--- Data supplied ---
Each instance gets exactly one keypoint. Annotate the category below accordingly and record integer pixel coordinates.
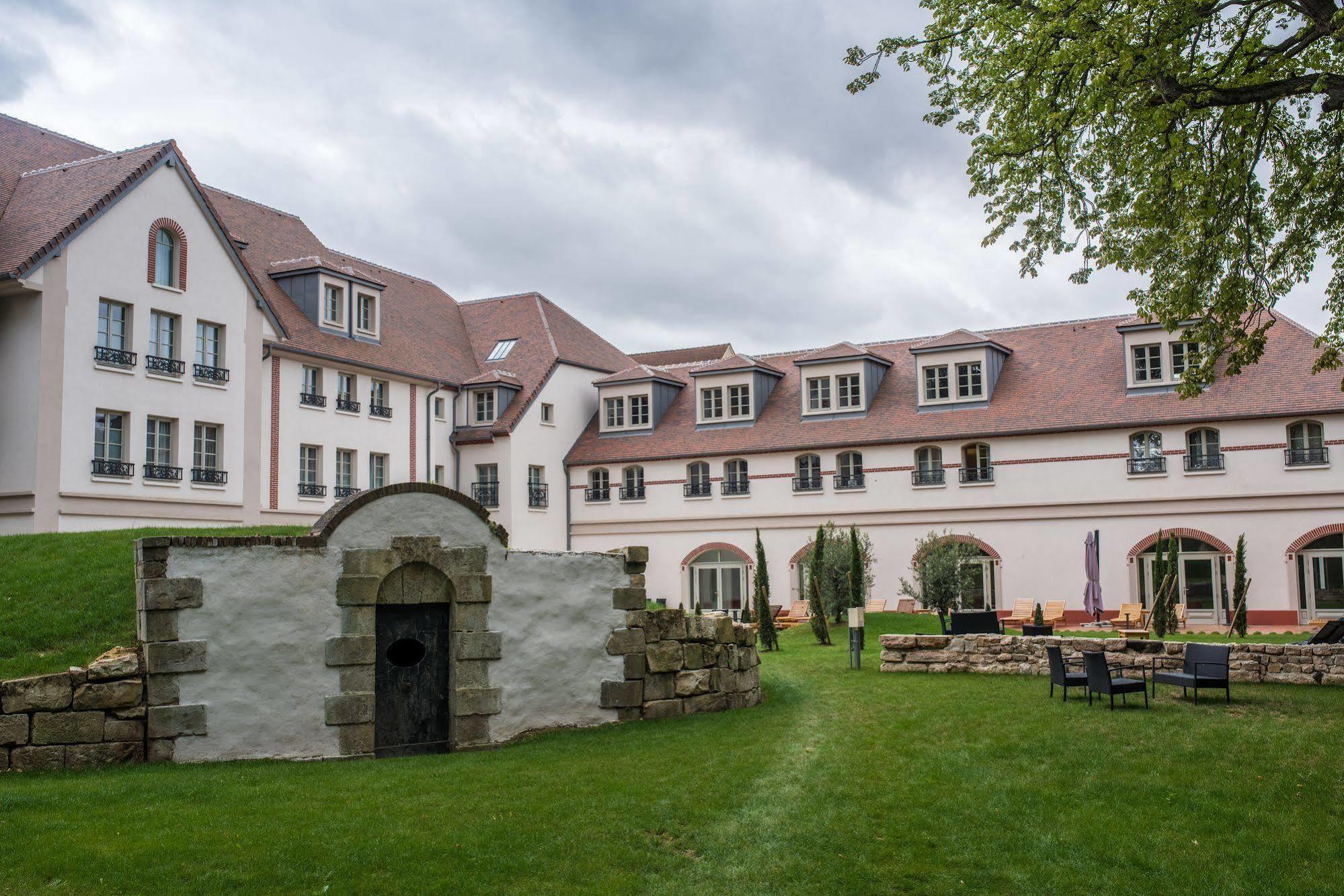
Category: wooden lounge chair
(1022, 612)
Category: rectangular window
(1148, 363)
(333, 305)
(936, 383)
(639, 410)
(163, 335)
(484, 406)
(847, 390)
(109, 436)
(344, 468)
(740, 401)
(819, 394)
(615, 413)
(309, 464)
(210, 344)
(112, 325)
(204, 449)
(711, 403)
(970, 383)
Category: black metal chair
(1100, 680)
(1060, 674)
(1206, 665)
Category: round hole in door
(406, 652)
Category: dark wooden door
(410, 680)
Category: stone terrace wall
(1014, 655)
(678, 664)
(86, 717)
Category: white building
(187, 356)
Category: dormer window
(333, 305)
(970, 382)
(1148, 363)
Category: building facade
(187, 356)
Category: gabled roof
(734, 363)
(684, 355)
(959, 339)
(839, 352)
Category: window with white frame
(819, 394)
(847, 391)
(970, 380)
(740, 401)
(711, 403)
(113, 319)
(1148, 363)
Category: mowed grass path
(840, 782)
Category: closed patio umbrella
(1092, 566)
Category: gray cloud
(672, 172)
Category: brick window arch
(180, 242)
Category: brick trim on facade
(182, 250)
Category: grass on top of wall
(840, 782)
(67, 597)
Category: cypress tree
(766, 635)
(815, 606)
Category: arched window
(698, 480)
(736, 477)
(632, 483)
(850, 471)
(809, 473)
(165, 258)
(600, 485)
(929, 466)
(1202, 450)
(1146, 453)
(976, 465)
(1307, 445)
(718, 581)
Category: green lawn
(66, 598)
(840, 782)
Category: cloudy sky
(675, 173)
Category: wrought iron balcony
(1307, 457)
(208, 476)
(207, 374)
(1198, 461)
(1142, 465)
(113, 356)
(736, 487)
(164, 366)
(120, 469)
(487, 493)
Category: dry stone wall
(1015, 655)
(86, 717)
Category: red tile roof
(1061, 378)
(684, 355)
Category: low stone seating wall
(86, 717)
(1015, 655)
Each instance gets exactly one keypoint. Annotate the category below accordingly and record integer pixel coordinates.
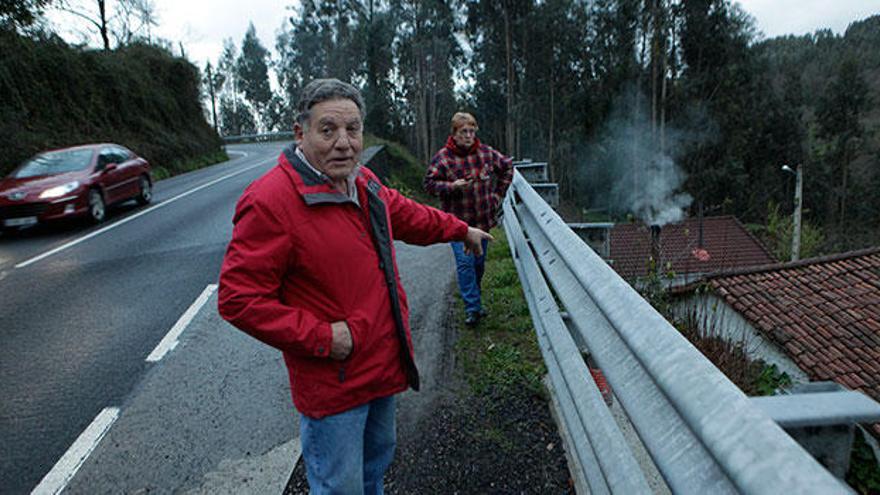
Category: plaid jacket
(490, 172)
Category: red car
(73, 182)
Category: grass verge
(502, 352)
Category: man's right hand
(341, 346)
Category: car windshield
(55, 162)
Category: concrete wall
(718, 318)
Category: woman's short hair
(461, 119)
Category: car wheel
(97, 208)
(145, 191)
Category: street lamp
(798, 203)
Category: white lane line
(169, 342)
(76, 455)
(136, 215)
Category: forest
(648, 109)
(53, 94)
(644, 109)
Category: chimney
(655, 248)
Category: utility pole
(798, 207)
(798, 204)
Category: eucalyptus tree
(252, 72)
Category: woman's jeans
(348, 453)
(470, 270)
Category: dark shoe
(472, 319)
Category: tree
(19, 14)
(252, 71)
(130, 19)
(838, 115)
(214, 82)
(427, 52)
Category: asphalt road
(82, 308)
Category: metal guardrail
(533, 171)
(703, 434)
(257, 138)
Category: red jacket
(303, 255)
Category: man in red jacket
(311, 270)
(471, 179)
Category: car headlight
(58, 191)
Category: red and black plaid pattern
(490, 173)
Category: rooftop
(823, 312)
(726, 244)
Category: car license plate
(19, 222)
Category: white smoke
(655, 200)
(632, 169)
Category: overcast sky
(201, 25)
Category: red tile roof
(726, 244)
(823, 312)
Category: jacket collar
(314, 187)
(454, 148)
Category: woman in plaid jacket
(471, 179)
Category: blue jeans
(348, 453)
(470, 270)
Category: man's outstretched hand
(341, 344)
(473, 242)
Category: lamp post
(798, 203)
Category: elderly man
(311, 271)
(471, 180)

--- Set exercise ---
Render all the rows above as a Markdown table with the columns "No" and "Entry", numbering each nonblank line and skipping blank lines. Omit the pictures.

--- Final result ---
| No | Entry |
|---|---|
| 1 | Each instance gets exactly one keypoint. Annotate the category below accordingly and record integer pixel coordinates. |
| 2 | Category: wooden lounge chair |
| 3 | (1022, 612) |
| 4 | Category: rectangular window |
| 5 | (1148, 363) |
| 6 | (333, 305) |
| 7 | (936, 383) |
| 8 | (639, 410) |
| 9 | (163, 335) |
| 10 | (484, 406) |
| 11 | (847, 390) |
| 12 | (109, 436) |
| 13 | (344, 468) |
| 14 | (740, 401) |
| 15 | (819, 394) |
| 16 | (615, 413) |
| 17 | (309, 464) |
| 18 | (210, 344) |
| 19 | (112, 325) |
| 20 | (204, 449) |
| 21 | (711, 403) |
| 22 | (970, 383) |
| 23 | Category: black metal chair |
| 24 | (1100, 680) |
| 25 | (1060, 674) |
| 26 | (1206, 665) |
| 27 | Category: round hole in door |
| 28 | (406, 652) |
| 29 | Category: dark wooden door |
| 30 | (410, 680) |
| 31 | Category: stone terrace wall |
| 32 | (1014, 655) |
| 33 | (678, 664) |
| 34 | (86, 717) |
| 35 | Category: white building |
| 36 | (187, 356) |
| 37 | Category: dormer window |
| 38 | (333, 305) |
| 39 | (970, 382) |
| 40 | (1148, 363) |
| 41 | Category: building facade |
| 42 | (187, 356) |
| 43 | Category: gabled roof |
| 44 | (734, 363) |
| 45 | (684, 355) |
| 46 | (959, 339) |
| 47 | (839, 352) |
| 48 | Category: window with white frame |
| 49 | (819, 394) |
| 50 | (847, 391) |
| 51 | (970, 380) |
| 52 | (740, 401) |
| 53 | (711, 403) |
| 54 | (113, 319) |
| 55 | (1148, 363) |
| 56 | Category: mowed grass path |
| 57 | (840, 782) |
| 58 | Category: closed patio umbrella |
| 59 | (1092, 566) |
| 60 | Category: gray cloud |
| 61 | (672, 172) |
| 62 | Category: brick window arch |
| 63 | (180, 242) |
| 64 | Category: brick trim on facade |
| 65 | (182, 250) |
| 66 | Category: grass on top of wall |
| 67 | (840, 782) |
| 68 | (67, 597) |
| 69 | Category: cypress tree |
| 70 | (766, 635) |
| 71 | (815, 606) |
| 72 | Category: arched window |
| 73 | (698, 480) |
| 74 | (736, 477) |
| 75 | (632, 483) |
| 76 | (850, 471) |
| 77 | (809, 473) |
| 78 | (165, 258) |
| 79 | (600, 485) |
| 80 | (929, 466) |
| 81 | (1202, 450) |
| 82 | (1146, 453) |
| 83 | (976, 465) |
| 84 | (1307, 445) |
| 85 | (718, 581) |
| 86 | Category: green lawn |
| 87 | (66, 598) |
| 88 | (840, 782) |
| 89 | Category: cloudy sky |
| 90 | (675, 173) |
| 91 | Category: wrought iron balcony |
| 92 | (1307, 457) |
| 93 | (208, 476) |
| 94 | (207, 374) |
| 95 | (1198, 461) |
| 96 | (1142, 465) |
| 97 | (113, 356) |
| 98 | (736, 487) |
| 99 | (164, 366) |
| 100 | (120, 469) |
| 101 | (487, 493) |
| 102 | Category: dry stone wall |
| 103 | (1015, 655) |
| 104 | (86, 717) |
| 105 | Category: red tile roof |
| 106 | (1061, 378) |
| 107 | (684, 355) |
| 108 | Category: low stone seating wall |
| 109 | (86, 717) |
| 110 | (1015, 655) |
| 111 | Each instance gets exactly one keypoint. Annotate the category below accordingly and record integer pixel coordinates. |
| 112 | Category: plaid jacket |
| 113 | (490, 172) |
| 114 | Category: red car |
| 115 | (73, 182) |
| 116 | Category: grass verge |
| 117 | (502, 352) |
| 118 | Category: man's right hand |
| 119 | (341, 346) |
| 120 | Category: car windshield |
| 121 | (55, 162) |
| 122 | Category: concrete wall |
| 123 | (718, 318) |
| 124 | Category: woman's short hair |
| 125 | (461, 119) |
| 126 | Category: car wheel |
| 127 | (97, 208) |
| 128 | (145, 191) |
| 129 | Category: street lamp |
| 130 | (798, 203) |
| 131 | Category: white lane line |
| 132 | (169, 342) |
| 133 | (76, 455) |
| 134 | (136, 215) |
| 135 | Category: forest |
| 136 | (648, 109) |
| 137 | (53, 94) |
| 138 | (644, 109) |
| 139 | Category: chimney |
| 140 | (655, 248) |
| 141 | Category: utility pole |
| 142 | (798, 207) |
| 143 | (798, 204) |
| 144 | Category: eucalyptus tree |
| 145 | (252, 72) |
| 146 | Category: woman's jeans |
| 147 | (348, 453) |
| 148 | (470, 270) |
| 149 | Category: dark shoe |
| 150 | (472, 319) |
| 151 | Category: tree |
| 152 | (19, 14) |
| 153 | (252, 71) |
| 154 | (130, 19) |
| 155 | (838, 115) |
| 156 | (214, 82) |
| 157 | (427, 52) |
| 158 | Category: asphalt road |
| 159 | (82, 308) |
| 160 | Category: metal guardrail |
| 161 | (533, 171) |
| 162 | (703, 434) |
| 163 | (257, 138) |
| 164 | Category: red jacket |
| 165 | (303, 255) |
| 166 | Category: man in red jacket |
| 167 | (311, 270) |
| 168 | (471, 179) |
| 169 | Category: car headlight |
| 170 | (58, 191) |
| 171 | Category: red and black plaid pattern |
| 172 | (490, 173) |
| 173 | Category: rooftop |
| 174 | (823, 312) |
| 175 | (726, 244) |
| 176 | Category: car license plate |
| 177 | (19, 222) |
| 178 | Category: white smoke |
| 179 | (655, 200) |
| 180 | (632, 169) |
| 181 | Category: overcast sky |
| 182 | (201, 25) |
| 183 | Category: red tile roof |
| 184 | (726, 244) |
| 185 | (823, 312) |
| 186 | Category: jacket collar |
| 187 | (314, 187) |
| 188 | (454, 148) |
| 189 | Category: woman in plaid jacket |
| 190 | (471, 179) |
| 191 | Category: blue jeans |
| 192 | (348, 453) |
| 193 | (470, 270) |
| 194 | Category: man's outstretched hand |
| 195 | (341, 344) |
| 196 | (473, 242) |
| 197 | Category: lamp post |
| 198 | (798, 203) |
| 199 | Category: elderly man |
| 200 | (311, 271) |
| 201 | (471, 180) |